-- MATERIAL PROVIDED follows --
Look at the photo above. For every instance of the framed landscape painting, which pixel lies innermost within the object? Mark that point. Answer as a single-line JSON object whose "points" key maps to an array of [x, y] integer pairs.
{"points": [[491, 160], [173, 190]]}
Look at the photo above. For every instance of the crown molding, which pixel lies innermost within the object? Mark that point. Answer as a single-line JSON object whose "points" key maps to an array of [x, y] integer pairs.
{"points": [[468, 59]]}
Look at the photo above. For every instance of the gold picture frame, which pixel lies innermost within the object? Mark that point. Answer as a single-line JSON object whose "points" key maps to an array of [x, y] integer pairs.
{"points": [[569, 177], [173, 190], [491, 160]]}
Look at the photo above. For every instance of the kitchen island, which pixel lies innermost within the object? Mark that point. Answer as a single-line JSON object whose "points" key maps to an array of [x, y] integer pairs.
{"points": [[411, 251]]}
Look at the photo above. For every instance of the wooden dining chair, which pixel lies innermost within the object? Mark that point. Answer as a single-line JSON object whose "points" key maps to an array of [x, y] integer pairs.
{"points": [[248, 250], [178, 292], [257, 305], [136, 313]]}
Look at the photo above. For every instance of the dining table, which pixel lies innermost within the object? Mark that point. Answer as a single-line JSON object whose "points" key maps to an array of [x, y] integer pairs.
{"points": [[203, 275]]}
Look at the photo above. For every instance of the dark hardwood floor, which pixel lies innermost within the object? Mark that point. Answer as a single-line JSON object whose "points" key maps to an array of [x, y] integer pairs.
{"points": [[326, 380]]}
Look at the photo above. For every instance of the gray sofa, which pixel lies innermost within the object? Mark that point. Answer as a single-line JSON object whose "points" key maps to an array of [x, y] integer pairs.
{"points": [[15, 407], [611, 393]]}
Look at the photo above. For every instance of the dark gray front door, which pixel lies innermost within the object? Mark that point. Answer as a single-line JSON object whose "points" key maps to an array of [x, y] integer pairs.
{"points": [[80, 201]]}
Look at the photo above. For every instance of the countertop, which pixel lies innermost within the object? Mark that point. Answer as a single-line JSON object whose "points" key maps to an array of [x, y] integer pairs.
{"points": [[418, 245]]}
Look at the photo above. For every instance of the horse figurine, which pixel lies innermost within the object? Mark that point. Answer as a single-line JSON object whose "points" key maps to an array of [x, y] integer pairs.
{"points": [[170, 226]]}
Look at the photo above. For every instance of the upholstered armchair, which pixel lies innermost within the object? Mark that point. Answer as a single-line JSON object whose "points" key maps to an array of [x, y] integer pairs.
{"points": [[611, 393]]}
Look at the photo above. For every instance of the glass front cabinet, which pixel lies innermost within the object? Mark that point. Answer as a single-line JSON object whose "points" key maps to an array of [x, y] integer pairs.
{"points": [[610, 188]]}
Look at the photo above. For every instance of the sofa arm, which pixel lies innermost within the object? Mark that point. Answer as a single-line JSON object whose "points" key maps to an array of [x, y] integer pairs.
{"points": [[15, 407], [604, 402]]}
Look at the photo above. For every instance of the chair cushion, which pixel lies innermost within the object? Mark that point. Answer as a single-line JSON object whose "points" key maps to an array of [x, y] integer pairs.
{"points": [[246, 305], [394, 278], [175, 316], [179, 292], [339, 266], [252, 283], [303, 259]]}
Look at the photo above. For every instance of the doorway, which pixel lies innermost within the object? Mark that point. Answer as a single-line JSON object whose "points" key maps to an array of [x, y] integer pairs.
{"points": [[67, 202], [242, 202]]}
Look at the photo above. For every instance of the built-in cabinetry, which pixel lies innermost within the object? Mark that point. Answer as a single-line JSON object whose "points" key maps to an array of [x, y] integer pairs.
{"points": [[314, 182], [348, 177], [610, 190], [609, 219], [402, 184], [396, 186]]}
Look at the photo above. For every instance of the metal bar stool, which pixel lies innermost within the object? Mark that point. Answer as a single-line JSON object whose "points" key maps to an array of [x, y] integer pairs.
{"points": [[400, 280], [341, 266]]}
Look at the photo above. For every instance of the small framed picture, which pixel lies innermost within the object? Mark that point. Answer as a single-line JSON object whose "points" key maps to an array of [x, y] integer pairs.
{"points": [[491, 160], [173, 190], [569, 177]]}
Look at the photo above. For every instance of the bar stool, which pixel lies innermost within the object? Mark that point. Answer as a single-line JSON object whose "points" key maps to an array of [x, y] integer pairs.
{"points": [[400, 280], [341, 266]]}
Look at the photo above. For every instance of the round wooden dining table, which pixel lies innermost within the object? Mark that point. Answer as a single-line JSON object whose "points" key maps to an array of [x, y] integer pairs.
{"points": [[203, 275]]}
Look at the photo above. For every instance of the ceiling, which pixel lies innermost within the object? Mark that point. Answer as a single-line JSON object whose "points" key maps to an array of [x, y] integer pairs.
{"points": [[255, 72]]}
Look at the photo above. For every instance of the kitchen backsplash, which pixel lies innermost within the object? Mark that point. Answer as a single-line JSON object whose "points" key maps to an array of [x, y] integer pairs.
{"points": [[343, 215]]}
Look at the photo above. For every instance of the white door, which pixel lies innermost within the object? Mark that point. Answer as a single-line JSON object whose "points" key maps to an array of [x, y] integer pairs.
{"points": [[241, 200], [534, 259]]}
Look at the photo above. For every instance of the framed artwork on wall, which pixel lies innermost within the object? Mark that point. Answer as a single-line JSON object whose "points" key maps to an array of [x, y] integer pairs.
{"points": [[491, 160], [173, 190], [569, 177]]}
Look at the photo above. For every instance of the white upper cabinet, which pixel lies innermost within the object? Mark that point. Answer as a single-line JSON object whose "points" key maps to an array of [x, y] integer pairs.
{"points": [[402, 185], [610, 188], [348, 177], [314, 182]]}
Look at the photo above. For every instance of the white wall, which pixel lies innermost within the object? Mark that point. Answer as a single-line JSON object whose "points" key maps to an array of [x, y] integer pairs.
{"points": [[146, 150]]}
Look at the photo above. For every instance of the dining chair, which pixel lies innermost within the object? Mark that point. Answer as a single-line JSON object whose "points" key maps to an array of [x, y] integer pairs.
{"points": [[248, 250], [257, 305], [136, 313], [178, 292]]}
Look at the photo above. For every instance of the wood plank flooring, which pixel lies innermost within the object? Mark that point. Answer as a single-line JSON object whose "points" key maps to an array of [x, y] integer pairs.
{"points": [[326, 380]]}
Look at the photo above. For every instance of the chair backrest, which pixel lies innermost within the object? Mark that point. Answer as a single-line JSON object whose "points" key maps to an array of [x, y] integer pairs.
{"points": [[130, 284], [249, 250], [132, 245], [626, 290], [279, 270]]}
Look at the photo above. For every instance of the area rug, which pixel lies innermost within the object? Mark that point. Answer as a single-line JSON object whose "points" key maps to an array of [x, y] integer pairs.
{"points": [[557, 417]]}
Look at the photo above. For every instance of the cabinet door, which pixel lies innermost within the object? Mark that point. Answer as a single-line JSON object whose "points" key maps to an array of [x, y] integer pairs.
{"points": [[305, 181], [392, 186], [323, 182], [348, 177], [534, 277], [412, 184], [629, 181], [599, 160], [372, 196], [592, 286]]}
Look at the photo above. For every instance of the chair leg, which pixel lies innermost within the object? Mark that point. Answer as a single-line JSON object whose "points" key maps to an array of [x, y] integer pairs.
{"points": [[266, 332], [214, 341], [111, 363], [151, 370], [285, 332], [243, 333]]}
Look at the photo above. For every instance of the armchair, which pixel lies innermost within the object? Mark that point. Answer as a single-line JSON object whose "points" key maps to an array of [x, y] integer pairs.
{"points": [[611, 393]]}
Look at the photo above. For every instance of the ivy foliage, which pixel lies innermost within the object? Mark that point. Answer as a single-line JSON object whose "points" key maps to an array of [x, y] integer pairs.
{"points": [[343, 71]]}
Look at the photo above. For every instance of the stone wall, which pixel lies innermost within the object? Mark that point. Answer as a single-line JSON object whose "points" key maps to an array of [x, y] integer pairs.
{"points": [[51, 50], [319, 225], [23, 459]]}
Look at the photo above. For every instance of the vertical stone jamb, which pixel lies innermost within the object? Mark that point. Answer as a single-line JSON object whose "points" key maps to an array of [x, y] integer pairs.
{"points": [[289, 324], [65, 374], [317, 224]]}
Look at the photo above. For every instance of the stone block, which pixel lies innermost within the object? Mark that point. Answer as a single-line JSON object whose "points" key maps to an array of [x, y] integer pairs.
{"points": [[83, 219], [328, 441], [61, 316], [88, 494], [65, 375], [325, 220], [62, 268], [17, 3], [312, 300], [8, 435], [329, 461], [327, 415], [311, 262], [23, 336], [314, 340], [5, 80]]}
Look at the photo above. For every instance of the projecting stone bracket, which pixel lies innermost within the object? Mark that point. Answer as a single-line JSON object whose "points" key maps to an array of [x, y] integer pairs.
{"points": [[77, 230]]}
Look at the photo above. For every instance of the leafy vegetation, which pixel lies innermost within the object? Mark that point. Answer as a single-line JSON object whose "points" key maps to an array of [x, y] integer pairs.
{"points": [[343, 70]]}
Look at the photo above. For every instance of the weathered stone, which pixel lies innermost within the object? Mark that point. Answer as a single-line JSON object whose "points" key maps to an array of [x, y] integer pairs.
-- MATERIAL PROVIDED concluded --
→ TASK
Copy nothing except the lines from the one with "stone block, which" through the end of the records; keep each exactly as it appears, first and last included.

→ FINAL ANSWER
Look at the photo above. For every instance of the stone block, which pixel lies innermost within the object? Mark that point. Answer as a single-line JSON object whose "points" key maps to an array of [x, y] integer pairs.
{"points": [[83, 219], [328, 441], [61, 316], [88, 494], [65, 375], [325, 220], [62, 268], [17, 3], [312, 300], [8, 435], [329, 461], [327, 415], [311, 262], [23, 336], [314, 340], [5, 80]]}
Look at the photo above. For every instance of the projecting stone bracket, which pixel lies innermost within the object? Mark that point. Answer as a single-line JSON object whose "points" key maps to an array of [x, y] integer pairs.
{"points": [[77, 230]]}
Look at the photo above. For every instance of the leafy vegetation, which pixel lies innermost within the object? Mark that point. Answer as a single-line JSON object whose "points" key maps to an array of [x, y] integer pairs.
{"points": [[343, 70]]}
Look at the photo above. For every instance of the weathered stone, which pixel lies innermost within the object? Mark that point. Answer as a single-line JSON object whose "points" key maps to an array of [x, y] integer pairs.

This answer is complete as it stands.